- [YOUR TASK]:
Rewrite the part that opens with the line containing "roof in this photo." and continues through the end of the items, putting "pointed arch window" wherever "gothic arched window" appears and leaving everything else unchanged.

- [Collected data]:
____

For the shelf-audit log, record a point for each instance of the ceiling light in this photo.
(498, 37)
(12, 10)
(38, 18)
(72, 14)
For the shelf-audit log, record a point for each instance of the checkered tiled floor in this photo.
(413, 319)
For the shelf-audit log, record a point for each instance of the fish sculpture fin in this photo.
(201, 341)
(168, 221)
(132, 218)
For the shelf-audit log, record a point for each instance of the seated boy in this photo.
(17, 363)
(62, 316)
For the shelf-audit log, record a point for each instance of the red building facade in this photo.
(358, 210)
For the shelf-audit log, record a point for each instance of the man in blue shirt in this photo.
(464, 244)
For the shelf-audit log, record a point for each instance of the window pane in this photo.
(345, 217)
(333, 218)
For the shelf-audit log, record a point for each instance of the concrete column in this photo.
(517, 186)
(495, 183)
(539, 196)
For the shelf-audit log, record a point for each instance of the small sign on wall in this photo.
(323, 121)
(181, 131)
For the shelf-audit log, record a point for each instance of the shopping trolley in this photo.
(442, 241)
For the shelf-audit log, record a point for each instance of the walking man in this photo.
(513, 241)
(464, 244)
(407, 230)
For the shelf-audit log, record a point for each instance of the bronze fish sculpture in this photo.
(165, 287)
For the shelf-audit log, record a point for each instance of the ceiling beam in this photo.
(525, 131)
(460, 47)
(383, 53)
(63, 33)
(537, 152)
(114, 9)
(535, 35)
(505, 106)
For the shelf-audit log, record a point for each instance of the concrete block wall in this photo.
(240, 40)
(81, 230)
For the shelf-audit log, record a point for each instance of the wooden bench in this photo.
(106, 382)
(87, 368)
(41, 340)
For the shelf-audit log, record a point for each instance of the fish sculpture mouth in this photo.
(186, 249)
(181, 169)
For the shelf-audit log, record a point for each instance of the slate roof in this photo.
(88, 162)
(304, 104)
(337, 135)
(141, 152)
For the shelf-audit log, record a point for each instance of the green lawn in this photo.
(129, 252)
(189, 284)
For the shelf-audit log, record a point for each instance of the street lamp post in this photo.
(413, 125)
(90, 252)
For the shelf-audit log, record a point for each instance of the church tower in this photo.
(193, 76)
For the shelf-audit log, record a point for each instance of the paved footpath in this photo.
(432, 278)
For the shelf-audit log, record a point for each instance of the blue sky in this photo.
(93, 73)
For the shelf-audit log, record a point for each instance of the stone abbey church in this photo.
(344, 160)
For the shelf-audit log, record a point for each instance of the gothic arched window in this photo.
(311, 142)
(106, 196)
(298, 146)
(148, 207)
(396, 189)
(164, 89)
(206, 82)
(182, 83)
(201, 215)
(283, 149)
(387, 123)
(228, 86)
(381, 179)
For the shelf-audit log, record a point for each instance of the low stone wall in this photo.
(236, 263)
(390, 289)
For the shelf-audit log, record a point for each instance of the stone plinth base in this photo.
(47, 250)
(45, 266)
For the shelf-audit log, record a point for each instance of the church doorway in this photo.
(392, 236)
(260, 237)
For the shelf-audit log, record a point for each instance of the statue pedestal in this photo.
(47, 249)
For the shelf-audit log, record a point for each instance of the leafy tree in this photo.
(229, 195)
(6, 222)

____

- [ANSWER TO THE PROBLEM]:
For the shelf-audit log, record a point for each instance of the slate roof in this photo.
(88, 162)
(304, 104)
(337, 135)
(141, 152)
For the shelf-audit log, record a point for each instance of the green lawn in this photo.
(129, 252)
(189, 284)
For the shelf-audit log, record a point for each instance of the street lamp post in this photo.
(413, 125)
(90, 252)
For the shelf-audit log, record a point for each instance of the church tower in this photo.
(193, 76)
For the shelf-audit log, record a point for each instance of the paved footpath in this photo.
(432, 278)
For the shelf-audit log, record a point for each instance of the blue sky in this photo.
(93, 73)
For the shelf-audit log, record a point for each instance of the stone abbey church in this photo.
(344, 160)
For the shelf-audit log, record a point for each instance of the pointed arch window in this photo.
(311, 142)
(106, 196)
(298, 146)
(148, 207)
(396, 189)
(164, 89)
(206, 82)
(182, 83)
(201, 215)
(283, 149)
(387, 123)
(228, 86)
(381, 179)
For the shelf-audit log, record a point for each instance of the low stone wall in this photo.
(236, 263)
(390, 289)
For the shelf-audit log, record a point for each instance of the stone plinth base in this photo.
(47, 250)
(45, 266)
For the shelf-audit log, record a point for each instance of the church doorway in this photo.
(392, 236)
(260, 237)
For the shelf-audit log, record a point for each instance of the statue pedestal in this photo.
(47, 249)
For the shelf-audit log, record a point for each instance of the leafy tree in this photo.
(229, 195)
(6, 222)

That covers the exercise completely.